Which lines of the data include the string "mountain"? List them all.

--------

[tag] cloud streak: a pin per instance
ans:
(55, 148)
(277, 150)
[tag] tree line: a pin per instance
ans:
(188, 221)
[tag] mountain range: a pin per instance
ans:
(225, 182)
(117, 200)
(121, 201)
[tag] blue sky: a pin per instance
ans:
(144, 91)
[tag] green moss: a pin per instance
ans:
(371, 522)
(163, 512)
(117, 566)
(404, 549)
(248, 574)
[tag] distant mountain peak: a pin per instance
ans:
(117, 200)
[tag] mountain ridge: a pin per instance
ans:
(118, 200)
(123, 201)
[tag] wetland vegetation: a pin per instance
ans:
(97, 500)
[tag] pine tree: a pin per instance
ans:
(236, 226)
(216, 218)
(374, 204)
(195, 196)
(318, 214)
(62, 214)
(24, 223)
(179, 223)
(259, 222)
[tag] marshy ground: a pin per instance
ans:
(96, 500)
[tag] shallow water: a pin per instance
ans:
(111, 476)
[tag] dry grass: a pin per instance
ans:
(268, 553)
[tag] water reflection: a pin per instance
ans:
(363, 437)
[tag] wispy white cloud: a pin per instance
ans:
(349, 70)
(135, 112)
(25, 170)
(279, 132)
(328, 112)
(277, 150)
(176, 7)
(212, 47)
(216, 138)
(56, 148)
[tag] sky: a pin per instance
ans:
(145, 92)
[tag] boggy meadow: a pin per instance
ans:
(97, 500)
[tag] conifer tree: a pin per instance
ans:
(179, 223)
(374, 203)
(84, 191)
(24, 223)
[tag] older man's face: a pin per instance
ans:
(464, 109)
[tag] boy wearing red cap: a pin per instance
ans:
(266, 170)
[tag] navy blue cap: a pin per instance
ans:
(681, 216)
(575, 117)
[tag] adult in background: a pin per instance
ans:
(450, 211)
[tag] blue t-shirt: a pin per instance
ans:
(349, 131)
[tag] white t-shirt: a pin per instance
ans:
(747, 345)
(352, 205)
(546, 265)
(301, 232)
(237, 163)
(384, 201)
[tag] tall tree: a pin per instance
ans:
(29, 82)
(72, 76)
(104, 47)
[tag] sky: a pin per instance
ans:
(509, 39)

--------

_Solved problem_.
[tag] mountain range: a pin per instance
[tag] distant mountain peak: a pin per instance
[tag] mountain ridge: a pin per instance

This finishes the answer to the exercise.